Objective => Restate word for word the lines from the one containing "-- sample [440,139]." through the end of the listing below, with both ends included.

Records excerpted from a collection
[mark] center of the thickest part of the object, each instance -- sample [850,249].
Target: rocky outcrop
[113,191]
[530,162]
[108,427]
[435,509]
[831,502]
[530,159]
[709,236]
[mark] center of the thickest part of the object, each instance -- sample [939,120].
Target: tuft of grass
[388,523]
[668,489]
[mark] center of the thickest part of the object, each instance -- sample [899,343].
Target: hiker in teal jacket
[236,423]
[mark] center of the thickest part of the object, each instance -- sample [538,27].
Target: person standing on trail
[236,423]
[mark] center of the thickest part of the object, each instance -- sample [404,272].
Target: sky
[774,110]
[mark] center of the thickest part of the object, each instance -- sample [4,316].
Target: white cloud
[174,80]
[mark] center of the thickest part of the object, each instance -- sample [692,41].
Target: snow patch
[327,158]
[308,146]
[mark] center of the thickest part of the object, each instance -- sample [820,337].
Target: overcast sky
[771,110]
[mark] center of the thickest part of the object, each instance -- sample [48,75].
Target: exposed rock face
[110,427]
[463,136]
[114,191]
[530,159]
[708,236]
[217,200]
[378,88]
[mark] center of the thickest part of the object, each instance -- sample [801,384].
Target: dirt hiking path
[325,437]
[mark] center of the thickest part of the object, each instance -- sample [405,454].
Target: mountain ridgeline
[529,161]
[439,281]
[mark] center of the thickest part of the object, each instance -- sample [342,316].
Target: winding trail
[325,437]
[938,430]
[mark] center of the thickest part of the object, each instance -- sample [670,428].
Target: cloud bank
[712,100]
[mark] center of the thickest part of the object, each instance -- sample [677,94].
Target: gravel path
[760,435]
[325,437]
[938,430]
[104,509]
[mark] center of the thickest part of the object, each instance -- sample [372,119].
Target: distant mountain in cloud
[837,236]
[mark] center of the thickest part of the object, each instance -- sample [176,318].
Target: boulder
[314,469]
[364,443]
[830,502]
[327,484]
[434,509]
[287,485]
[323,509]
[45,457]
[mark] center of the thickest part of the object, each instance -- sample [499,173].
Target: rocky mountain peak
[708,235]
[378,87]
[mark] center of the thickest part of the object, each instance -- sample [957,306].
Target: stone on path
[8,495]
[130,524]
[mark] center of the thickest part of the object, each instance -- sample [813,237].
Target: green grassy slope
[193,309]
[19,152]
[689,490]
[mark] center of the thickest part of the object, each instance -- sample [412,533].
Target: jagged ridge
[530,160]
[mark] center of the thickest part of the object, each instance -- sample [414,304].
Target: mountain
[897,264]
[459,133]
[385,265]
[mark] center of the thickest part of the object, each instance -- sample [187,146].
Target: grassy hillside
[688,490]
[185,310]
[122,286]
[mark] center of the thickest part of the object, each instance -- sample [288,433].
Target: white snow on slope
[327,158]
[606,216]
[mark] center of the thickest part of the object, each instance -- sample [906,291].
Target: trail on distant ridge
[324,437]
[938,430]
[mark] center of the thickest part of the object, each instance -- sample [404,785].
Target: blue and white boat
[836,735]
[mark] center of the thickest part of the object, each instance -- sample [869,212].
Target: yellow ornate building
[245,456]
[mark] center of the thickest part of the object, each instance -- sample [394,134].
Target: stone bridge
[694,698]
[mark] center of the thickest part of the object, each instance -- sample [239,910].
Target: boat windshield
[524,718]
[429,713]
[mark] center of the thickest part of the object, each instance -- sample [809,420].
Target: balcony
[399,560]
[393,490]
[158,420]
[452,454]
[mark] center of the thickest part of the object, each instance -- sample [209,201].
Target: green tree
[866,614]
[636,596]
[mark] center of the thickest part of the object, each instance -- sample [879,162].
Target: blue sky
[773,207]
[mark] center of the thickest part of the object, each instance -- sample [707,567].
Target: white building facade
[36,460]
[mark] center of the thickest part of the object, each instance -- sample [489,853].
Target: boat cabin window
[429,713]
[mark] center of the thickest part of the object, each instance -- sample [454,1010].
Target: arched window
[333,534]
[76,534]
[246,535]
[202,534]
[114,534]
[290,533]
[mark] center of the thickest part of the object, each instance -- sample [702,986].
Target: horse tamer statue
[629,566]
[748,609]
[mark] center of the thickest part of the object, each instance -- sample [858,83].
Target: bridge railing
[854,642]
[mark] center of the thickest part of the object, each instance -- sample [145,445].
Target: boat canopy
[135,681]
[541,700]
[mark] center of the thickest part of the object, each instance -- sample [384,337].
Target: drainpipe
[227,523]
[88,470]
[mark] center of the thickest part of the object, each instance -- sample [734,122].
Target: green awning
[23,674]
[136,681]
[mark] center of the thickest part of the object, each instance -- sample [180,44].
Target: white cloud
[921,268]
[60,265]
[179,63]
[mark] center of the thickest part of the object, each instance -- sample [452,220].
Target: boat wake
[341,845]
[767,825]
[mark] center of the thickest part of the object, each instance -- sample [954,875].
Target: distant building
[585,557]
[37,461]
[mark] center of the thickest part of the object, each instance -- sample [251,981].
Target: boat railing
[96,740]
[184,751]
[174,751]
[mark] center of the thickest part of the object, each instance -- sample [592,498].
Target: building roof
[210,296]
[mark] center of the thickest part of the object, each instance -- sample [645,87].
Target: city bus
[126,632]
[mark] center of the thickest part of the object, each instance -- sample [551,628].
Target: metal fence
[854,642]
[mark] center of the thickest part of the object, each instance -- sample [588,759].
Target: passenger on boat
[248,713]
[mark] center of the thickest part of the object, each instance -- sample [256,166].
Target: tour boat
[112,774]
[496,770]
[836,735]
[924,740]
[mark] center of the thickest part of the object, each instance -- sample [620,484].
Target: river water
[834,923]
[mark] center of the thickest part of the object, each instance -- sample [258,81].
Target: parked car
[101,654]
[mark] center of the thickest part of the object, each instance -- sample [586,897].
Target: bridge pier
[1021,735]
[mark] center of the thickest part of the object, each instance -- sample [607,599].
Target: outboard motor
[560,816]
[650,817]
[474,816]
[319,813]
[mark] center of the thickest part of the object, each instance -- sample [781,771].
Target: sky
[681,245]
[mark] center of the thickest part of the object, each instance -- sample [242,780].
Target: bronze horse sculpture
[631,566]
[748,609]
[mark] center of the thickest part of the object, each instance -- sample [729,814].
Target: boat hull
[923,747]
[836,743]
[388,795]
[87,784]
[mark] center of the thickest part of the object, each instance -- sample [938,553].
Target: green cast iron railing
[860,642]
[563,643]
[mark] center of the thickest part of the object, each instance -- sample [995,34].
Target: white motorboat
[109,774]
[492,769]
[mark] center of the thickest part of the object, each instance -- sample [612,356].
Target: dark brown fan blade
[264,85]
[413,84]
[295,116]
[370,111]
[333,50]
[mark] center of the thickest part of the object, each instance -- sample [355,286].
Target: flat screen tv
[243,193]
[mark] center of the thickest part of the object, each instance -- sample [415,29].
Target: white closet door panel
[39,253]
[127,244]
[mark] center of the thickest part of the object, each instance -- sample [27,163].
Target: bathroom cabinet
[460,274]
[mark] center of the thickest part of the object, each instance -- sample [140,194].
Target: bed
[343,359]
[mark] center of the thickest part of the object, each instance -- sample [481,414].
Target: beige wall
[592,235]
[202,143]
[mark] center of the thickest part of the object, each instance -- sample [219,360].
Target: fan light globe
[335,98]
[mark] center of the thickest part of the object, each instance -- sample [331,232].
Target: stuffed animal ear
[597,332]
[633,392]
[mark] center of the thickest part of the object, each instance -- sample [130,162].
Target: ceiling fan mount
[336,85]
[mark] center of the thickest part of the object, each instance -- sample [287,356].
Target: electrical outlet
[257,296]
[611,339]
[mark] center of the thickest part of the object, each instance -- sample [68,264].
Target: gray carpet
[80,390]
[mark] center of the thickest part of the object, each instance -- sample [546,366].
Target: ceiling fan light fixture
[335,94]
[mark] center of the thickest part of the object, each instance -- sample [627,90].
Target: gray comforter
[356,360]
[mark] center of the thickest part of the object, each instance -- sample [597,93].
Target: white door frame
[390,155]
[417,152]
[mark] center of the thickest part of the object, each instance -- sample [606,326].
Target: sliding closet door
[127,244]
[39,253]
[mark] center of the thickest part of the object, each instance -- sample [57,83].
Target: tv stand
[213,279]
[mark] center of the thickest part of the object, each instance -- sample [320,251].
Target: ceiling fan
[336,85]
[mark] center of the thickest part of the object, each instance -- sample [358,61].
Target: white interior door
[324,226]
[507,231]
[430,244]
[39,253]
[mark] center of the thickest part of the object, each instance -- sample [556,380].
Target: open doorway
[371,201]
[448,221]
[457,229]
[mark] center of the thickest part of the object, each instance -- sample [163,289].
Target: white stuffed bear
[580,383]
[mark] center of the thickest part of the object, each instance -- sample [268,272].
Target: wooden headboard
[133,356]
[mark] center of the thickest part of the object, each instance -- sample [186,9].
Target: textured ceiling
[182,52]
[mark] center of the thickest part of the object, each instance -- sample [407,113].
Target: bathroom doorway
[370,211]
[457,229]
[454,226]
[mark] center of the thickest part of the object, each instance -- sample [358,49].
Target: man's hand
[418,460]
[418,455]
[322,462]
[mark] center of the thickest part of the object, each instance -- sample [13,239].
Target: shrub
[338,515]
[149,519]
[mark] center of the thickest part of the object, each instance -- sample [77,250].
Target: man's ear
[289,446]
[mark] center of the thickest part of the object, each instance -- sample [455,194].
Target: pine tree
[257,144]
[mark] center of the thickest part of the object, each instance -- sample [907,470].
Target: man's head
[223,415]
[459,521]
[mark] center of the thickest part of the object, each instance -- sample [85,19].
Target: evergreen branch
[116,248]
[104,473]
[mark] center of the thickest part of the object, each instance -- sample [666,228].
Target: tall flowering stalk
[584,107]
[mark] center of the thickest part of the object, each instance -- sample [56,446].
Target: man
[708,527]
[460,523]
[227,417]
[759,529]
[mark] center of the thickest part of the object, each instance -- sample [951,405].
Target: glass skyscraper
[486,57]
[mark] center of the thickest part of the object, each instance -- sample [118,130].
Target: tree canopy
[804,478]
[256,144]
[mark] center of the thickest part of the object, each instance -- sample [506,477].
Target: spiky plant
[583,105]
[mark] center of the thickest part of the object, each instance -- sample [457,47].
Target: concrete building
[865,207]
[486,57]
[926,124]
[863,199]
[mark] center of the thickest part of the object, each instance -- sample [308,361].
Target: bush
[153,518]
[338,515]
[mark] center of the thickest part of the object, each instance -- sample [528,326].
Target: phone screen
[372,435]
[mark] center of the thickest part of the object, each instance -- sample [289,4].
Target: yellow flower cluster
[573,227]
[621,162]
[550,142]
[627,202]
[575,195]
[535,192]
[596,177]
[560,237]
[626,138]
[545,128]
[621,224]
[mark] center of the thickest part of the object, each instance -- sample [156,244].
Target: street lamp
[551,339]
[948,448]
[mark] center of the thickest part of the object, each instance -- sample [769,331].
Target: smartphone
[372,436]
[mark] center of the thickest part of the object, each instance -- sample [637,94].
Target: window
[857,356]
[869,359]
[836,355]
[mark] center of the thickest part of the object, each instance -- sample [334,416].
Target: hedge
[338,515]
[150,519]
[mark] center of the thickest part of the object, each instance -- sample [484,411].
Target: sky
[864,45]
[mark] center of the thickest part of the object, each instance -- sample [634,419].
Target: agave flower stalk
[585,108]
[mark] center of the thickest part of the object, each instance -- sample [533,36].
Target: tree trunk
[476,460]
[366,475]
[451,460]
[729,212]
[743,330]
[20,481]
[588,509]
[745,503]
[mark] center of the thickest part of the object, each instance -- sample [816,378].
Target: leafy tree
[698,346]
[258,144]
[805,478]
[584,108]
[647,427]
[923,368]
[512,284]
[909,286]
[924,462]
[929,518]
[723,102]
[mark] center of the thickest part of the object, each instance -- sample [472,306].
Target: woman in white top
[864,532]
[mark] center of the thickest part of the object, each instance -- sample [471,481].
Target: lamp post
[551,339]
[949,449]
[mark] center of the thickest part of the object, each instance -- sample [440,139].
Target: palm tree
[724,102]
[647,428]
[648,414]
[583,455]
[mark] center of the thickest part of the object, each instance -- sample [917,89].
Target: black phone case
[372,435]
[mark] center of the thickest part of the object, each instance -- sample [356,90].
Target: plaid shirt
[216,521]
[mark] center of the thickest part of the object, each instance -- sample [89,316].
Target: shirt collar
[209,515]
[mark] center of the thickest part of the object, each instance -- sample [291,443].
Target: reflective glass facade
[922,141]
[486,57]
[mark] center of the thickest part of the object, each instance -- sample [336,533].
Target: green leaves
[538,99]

Right answer =>
[mark] center of the thickest part of the object, each instance -- sample [440,139].
Target: palm tree
[724,102]
[647,428]
[648,414]
[583,455]
[mark] center of the thickest part of the object, each instance -- sample [917,89].
Target: black phone case
[372,435]
[mark] center of the thickest part of the object, each instance -- sample [356,90].
Target: plaid shirt
[216,521]
[mark] center of the thickest part of the object, each instance -- sample [89,316].
Target: shirt collar
[209,515]
[mark] center of the thickest part of the object, each instance -- sample [291,443].
Target: reflective glass facade
[922,141]
[486,57]
[mark] center of the thickest part of the object, each instance -- sample [336,533].
Target: green leaves
[538,99]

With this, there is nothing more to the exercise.